**Work to do**
In the items below, transcribe verbatim the stretch from the line containing "Could you kindly segment every instance of the red" through the line containing "191L46 208L66 208L67", including both of those lines. Output only that stretch.

**Source data**
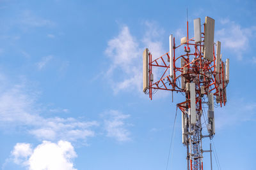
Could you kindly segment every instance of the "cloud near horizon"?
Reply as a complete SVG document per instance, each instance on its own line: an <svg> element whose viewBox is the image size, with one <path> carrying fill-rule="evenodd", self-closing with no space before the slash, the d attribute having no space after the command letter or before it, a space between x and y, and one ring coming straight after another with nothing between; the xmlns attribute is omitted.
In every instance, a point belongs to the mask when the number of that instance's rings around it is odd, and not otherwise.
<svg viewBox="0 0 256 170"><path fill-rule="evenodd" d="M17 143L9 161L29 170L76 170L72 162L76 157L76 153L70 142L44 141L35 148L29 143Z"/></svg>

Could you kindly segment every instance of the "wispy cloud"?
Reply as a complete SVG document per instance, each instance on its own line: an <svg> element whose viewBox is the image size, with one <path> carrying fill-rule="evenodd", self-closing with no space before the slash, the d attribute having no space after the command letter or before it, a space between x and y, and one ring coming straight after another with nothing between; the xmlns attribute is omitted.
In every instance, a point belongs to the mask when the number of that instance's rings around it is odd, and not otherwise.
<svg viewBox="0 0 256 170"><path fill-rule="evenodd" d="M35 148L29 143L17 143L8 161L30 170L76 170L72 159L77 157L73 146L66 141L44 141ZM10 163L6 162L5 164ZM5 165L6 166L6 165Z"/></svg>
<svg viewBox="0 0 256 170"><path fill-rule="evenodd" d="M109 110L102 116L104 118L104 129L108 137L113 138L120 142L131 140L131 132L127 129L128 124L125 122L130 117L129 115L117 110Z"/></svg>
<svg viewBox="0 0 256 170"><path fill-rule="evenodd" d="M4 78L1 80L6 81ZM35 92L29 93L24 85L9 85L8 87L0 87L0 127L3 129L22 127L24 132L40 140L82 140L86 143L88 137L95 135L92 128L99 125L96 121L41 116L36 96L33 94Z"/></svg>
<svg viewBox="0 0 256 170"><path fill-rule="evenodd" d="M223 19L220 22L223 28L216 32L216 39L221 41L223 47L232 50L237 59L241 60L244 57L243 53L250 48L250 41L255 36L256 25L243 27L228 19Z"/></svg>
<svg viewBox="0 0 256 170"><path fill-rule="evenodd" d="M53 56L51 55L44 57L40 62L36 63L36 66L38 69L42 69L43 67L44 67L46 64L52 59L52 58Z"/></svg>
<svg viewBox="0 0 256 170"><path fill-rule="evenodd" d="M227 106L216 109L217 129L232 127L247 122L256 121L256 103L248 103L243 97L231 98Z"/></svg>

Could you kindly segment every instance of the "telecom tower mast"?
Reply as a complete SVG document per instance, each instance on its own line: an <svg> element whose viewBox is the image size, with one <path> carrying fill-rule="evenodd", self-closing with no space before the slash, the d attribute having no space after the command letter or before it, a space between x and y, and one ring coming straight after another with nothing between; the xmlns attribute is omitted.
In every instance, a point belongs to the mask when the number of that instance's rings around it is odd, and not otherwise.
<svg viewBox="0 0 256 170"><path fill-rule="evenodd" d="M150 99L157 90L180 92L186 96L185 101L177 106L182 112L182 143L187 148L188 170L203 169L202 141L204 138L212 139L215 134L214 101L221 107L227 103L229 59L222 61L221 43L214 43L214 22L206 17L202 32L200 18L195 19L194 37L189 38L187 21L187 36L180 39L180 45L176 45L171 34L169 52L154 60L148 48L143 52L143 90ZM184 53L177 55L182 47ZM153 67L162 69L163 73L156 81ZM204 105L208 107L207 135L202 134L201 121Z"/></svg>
...
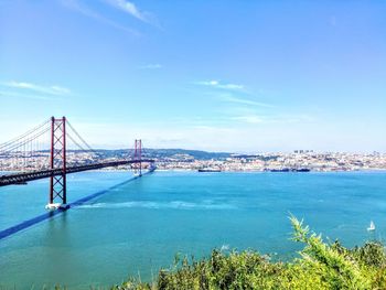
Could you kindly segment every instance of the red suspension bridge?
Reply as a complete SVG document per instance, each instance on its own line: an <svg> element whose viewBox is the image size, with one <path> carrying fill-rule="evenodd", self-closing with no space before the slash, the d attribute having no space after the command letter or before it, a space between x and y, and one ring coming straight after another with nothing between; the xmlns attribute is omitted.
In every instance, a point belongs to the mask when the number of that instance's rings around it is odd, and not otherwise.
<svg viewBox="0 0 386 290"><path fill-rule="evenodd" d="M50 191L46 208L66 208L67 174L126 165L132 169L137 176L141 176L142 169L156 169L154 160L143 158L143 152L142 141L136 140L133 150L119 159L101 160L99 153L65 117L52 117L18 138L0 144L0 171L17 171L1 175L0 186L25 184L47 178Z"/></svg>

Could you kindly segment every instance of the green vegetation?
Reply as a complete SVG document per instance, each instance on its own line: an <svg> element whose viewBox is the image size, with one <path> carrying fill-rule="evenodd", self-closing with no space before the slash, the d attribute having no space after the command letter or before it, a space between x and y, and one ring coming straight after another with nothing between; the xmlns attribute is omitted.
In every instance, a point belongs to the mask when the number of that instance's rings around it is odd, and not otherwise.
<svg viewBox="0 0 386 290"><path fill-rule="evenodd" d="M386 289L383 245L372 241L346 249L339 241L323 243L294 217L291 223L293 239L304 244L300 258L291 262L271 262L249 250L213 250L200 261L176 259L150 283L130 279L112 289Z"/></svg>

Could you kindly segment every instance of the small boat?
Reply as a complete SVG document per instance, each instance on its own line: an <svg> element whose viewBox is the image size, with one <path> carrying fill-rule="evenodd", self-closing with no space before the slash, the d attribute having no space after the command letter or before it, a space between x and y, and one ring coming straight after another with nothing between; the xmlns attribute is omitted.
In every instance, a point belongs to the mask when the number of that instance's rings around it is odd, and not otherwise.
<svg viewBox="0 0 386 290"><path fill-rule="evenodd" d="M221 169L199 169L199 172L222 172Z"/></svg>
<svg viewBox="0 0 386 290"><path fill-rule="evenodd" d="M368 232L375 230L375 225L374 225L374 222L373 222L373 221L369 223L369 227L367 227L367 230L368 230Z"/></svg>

**Result of this task**
Could you kindly segment every instance of the red suspension bridge?
Reply as a complete SVG document per instance, each instance on its own line: an <svg> element whose viewBox is the image size, with one <path> carrying fill-rule="evenodd", self-closing with no space before the slash, the d attribute having no space after the command letter or before it, a space between x and y, and one ring coming straight after another with nothing between; the xmlns attribute is omitted.
In every instance, a point belongs to the mask when the number of that instance's rings around it is odd, and not otherwise.
<svg viewBox="0 0 386 290"><path fill-rule="evenodd" d="M50 191L46 208L66 208L67 174L126 165L132 169L137 176L141 176L142 169L156 169L154 160L143 158L143 152L142 141L136 140L133 150L119 159L101 160L99 153L65 117L52 117L18 138L0 144L0 171L17 171L1 175L0 186L25 184L47 178Z"/></svg>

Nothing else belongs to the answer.